- **Required actions**
a. Print everything in the modeling article from "Nearly three years" down to "for Western civilization.", word for word.
b. In the modeling article, shorten the paragraph that begins "Nearly three years ago" into a short list that keeps its main facts.
c. Answer these questions about the modeling article, one per line:
(i) Who wrote the article?
(ii) What does the article say the glossy apparitions are as hollow as?
(iii) Which cigarettes was Cheryl Tiegs linked to?

- **Reading text**
==================================================

Monday, Feb. 09, 1981
Modeling the '80s Look
By John Skow
The faces and fees are fabulous
With lots of blusher but no shame, the peacock profession of modeling gives face and body to our covetous dreams, then mocks us as we press our noses against the window glass. What unimaginable delight made the pretty lady swirl and smile as the photographer snapped her picture? What season of debauchery brought the sulky thrust to this beauty's lower lip? At what groveling serf does the fine young lord in the Ferrari scowl with such contempt? Nothing; none; at no one; these glossy apparitions are as hollow as soap bubbles. The photographer has frozen moments that never were -- yet they tease us because their reality is beyond question, while our own stored moments, caught in snapshots and thrown into a drawer, are obvious and pallid fakes. Fascination sidesteps good sense, and we wonder: How was this lovely bunkum done?
Nearly three years ago, the leggy, blue-eyed model Cheryl Tiegs achieved an unbelievable victory. Her knee-weakening blondness had so dumbfounded the fashion industry that to be a brunette had become almost tacky. She was one of the very few models over the years (Suzy Parker, Jean Shrimpton and Lauren Hutton were among the others) whose names were known to the public, so that she was not simply the Virginia Slims girl, she was a celebrity in her own right who seemed to be endorsing the cigarettes personally. By being gorgeous, healthy and utterly unbashful about her age, she made it O.K. for women to be 30 years old. It was a first for Western civilization.

==================================================

- **Supplied records**
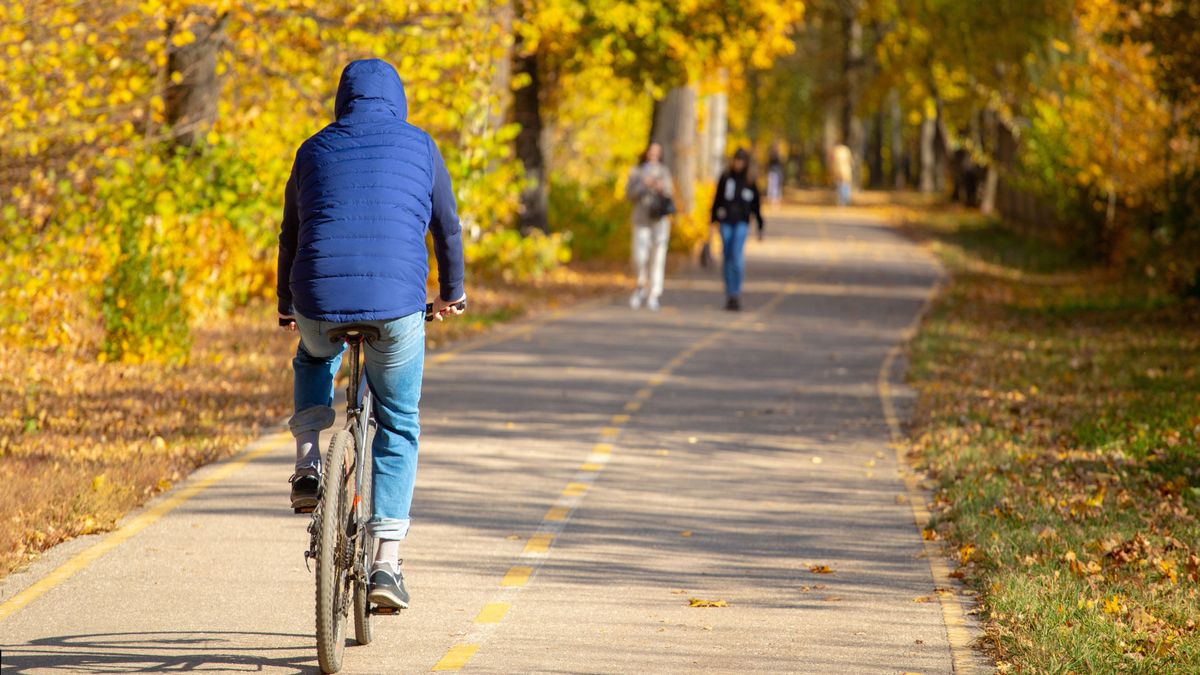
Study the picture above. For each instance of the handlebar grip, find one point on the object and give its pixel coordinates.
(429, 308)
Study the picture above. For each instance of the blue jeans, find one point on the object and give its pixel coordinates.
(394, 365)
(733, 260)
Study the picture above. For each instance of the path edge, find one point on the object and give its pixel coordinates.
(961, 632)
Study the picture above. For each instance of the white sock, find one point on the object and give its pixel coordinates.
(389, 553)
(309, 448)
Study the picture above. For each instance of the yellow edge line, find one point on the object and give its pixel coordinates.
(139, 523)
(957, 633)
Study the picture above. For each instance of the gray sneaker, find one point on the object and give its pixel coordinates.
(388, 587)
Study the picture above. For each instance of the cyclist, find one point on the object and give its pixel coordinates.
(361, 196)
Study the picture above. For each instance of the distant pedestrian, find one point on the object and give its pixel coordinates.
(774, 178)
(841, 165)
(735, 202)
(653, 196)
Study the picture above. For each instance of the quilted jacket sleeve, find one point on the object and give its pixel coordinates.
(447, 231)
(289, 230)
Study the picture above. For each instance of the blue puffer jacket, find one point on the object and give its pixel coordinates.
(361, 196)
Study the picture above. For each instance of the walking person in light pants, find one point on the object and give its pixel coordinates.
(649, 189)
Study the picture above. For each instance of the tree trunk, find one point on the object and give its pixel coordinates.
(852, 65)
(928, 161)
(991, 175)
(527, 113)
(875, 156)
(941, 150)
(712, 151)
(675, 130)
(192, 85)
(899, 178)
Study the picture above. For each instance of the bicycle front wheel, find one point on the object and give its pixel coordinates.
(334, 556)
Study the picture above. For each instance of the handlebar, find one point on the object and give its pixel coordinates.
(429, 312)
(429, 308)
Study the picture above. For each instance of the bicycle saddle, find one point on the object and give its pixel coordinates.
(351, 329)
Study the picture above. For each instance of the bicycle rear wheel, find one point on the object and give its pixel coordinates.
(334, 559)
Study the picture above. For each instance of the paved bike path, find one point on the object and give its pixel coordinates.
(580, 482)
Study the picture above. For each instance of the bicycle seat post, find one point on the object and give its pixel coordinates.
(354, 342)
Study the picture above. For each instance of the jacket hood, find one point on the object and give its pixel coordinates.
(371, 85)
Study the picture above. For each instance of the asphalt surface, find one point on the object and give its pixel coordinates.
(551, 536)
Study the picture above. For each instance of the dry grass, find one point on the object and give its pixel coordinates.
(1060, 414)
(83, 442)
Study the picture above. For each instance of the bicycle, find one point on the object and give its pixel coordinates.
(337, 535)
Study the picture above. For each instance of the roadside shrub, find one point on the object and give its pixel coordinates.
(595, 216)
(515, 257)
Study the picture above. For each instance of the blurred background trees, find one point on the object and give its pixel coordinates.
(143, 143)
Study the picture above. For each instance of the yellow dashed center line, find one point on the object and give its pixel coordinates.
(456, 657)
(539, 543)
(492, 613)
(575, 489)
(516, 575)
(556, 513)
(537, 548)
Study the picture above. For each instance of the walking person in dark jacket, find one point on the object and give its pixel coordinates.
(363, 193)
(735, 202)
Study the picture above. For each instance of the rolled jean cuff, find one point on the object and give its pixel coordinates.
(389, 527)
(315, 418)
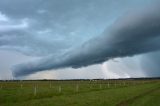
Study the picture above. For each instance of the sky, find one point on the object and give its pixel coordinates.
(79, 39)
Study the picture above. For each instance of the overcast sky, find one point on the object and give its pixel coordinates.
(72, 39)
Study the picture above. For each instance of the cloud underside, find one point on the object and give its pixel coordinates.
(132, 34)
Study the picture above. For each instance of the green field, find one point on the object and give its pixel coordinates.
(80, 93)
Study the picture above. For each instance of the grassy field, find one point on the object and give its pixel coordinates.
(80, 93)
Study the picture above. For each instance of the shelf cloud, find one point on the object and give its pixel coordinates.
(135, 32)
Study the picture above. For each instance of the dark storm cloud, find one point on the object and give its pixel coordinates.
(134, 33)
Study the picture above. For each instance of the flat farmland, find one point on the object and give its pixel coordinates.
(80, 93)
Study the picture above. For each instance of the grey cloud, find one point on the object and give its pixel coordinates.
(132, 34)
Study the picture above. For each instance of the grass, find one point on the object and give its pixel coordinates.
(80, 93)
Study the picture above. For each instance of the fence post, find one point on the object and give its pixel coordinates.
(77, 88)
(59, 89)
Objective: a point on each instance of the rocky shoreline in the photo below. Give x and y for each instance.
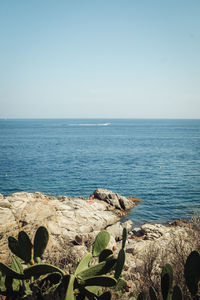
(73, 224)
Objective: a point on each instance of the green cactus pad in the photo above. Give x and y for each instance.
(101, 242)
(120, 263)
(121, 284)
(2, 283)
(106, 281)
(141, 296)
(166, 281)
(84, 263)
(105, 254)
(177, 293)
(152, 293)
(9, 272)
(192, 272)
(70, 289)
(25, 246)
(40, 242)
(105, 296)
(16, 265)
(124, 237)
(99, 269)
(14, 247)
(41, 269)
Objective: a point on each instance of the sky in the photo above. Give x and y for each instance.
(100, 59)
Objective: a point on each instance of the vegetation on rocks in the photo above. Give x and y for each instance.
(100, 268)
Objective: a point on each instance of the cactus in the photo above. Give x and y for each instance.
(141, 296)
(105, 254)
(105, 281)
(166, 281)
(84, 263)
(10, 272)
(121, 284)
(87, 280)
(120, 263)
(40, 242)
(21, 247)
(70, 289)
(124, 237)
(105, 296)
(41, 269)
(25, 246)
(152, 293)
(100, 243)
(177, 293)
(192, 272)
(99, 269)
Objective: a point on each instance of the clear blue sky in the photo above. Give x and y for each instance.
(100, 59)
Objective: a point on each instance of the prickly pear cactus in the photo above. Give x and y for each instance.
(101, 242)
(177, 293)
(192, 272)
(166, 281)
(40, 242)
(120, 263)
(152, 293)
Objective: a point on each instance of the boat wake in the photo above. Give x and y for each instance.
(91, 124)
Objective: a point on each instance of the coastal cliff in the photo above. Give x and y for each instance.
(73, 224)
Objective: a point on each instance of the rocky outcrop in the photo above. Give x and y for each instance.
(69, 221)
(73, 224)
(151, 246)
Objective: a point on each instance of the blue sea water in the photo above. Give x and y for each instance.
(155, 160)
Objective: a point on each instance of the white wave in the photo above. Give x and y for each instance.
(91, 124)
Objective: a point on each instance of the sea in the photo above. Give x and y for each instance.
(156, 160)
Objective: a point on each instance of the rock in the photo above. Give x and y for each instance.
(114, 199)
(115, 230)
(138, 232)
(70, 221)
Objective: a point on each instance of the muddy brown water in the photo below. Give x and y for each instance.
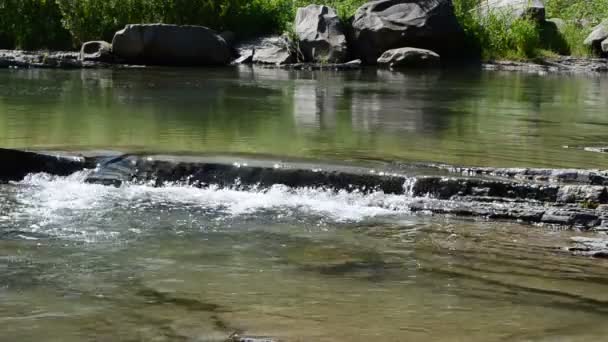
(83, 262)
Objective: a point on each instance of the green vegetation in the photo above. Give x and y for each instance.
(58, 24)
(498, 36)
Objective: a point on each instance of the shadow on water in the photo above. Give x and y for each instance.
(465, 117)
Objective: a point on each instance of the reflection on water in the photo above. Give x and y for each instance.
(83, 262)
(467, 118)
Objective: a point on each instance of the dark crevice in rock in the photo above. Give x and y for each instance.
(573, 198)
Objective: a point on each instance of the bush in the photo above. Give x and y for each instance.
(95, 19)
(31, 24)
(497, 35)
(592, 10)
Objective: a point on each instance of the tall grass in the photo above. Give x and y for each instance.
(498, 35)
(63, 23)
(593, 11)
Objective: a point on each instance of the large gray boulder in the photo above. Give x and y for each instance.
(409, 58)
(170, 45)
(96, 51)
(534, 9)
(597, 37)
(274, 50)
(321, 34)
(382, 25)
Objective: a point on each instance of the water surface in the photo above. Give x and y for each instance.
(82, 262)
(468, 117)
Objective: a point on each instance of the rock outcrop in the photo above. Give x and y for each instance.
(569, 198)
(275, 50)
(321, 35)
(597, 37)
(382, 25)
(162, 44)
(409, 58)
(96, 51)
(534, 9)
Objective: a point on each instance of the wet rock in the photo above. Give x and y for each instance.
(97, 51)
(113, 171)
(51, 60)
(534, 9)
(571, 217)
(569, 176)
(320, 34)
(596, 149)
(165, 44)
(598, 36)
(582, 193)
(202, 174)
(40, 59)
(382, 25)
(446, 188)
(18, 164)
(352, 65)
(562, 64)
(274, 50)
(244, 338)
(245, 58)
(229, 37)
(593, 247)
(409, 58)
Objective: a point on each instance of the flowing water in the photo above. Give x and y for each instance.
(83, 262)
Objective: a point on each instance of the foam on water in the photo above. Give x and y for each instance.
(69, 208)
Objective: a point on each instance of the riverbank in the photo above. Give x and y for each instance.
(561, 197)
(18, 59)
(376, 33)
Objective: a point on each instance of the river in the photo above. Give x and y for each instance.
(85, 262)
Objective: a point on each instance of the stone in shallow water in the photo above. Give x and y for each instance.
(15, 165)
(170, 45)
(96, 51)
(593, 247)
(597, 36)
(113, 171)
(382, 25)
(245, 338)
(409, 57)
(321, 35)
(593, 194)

==================================================

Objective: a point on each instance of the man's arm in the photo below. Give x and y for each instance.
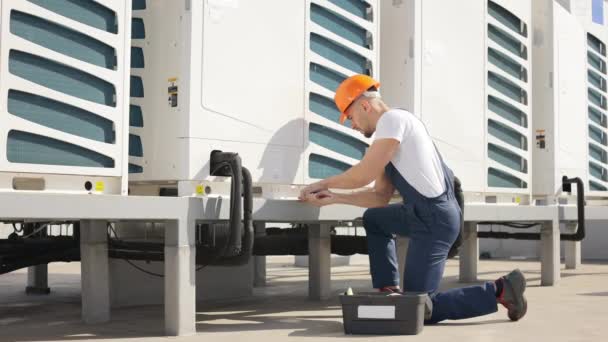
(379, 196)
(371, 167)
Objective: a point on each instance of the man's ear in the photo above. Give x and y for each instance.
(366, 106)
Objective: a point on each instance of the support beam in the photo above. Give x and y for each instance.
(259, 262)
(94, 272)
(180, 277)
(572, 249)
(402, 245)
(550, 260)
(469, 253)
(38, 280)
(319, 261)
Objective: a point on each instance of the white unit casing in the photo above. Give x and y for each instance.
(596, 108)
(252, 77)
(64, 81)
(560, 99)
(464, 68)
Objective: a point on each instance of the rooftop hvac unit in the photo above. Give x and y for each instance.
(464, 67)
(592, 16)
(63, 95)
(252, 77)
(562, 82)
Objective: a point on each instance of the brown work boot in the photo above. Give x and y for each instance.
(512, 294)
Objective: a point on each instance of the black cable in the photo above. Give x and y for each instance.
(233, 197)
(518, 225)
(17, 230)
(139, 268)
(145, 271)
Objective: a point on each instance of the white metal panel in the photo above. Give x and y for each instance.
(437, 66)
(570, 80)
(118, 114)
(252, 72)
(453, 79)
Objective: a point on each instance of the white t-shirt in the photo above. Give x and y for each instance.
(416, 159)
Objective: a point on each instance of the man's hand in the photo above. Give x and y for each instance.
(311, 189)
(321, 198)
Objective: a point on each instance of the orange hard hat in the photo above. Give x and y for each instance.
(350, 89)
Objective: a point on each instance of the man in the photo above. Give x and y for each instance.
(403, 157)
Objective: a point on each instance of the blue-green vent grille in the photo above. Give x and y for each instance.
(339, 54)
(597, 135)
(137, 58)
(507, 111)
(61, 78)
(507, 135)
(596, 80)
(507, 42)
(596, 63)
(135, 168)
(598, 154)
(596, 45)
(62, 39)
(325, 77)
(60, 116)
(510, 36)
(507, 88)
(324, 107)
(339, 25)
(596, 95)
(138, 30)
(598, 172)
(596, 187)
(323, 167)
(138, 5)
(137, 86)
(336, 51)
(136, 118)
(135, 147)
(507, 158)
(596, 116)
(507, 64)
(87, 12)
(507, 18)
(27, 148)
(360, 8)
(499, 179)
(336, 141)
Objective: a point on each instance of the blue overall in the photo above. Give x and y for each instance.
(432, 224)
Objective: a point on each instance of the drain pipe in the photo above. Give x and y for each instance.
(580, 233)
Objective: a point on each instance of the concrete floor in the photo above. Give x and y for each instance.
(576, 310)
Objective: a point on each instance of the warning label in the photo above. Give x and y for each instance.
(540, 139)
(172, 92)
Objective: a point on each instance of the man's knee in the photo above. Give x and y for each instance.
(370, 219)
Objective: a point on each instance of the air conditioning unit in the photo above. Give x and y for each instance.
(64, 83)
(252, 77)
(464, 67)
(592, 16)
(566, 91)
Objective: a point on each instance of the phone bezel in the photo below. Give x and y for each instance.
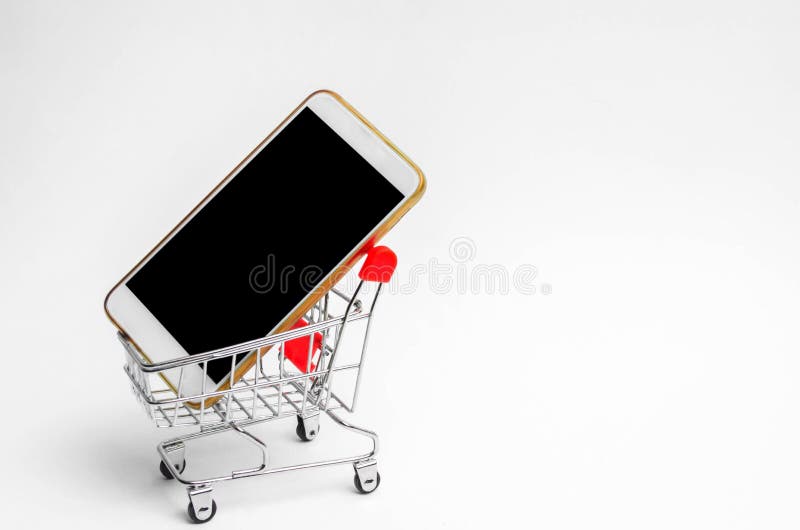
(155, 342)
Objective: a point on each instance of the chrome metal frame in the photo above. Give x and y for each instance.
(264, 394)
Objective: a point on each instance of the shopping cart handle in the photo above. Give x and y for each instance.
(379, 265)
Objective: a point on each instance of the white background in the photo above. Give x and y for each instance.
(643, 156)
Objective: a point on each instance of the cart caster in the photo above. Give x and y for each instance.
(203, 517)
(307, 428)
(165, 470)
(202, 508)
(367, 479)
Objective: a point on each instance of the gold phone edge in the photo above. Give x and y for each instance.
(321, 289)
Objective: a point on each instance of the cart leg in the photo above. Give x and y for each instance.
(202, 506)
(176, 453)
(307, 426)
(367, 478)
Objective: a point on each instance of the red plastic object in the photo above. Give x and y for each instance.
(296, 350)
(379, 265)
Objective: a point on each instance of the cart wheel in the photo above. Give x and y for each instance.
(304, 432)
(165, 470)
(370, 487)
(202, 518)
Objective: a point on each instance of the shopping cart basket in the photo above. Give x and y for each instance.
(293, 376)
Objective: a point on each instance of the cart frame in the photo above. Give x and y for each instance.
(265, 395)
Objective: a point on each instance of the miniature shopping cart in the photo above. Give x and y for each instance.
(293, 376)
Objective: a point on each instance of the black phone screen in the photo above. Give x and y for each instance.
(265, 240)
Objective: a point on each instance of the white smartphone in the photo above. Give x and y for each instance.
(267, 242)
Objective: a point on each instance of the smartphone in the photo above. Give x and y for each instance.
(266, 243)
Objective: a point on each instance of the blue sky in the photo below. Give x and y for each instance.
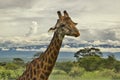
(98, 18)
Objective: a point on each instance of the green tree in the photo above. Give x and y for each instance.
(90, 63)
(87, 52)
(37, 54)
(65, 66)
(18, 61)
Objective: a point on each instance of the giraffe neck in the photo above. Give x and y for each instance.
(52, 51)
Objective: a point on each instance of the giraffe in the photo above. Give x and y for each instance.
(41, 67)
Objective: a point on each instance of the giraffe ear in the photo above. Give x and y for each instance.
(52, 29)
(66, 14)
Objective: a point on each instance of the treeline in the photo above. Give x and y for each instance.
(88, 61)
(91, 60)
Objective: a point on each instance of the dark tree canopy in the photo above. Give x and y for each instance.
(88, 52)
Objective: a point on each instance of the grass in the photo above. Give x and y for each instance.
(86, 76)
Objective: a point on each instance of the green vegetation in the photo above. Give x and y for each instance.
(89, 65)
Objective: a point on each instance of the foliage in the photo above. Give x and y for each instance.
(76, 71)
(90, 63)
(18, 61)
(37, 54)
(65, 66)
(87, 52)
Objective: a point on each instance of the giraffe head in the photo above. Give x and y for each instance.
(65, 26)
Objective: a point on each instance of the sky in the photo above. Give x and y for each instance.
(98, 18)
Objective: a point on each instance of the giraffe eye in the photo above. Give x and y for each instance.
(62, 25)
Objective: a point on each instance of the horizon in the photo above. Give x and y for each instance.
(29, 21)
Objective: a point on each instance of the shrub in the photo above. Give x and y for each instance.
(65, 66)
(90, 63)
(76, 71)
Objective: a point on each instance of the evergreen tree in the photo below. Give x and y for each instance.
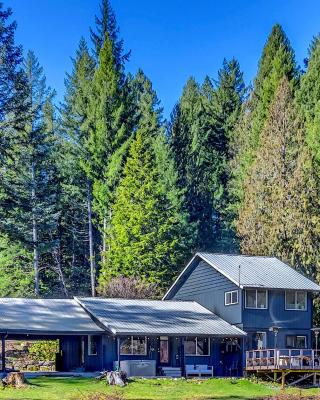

==================================================

- **Exercise solutions**
a.
Nearly three years ago, the leggy, blue-eyed model Cheryl Tiegs achieved an unbelievable victory. Her knee-weakening blondness had so dumbfounded the fashion industry that to be a brunette had become almost tacky. She was one of the very few models over the years (Suzy Parker, Jean Shrimpton and Lauren Hutton were among the others) whose names were known to the public, so that she was not simply the Virginia Slims girl, she was a celebrity in her own right who seemed to be endorsing the cigarettes personally. By being gorgeous, healthy and utterly unbashful about her age, she made it O.K. for women to be 30 years old. It was a first for Western civilization.

b.
- Nearly three years earlier, the leggy, blue-eyed model Cheryl Tiegs won an unbelievable victory.
- Her blondness so stunned the fashion industry that being a brunette had become almost tacky.
- Like Suzy Parker, Jean Shrimpton and Lauren Hutton, she was one of the very few models whose names the public knew.
- Because of that, she was more than the Virginia Slims girl. She was a celebrity who seemed to endorse the cigarettes personally.
- By being gorgeous, healthy and unbashful about her age, she made it O.K. for women to be 30. This was a first for Western civilization.

c.
(i) John Skow
(ii) Soap bubbles
(iii) Virginia Slims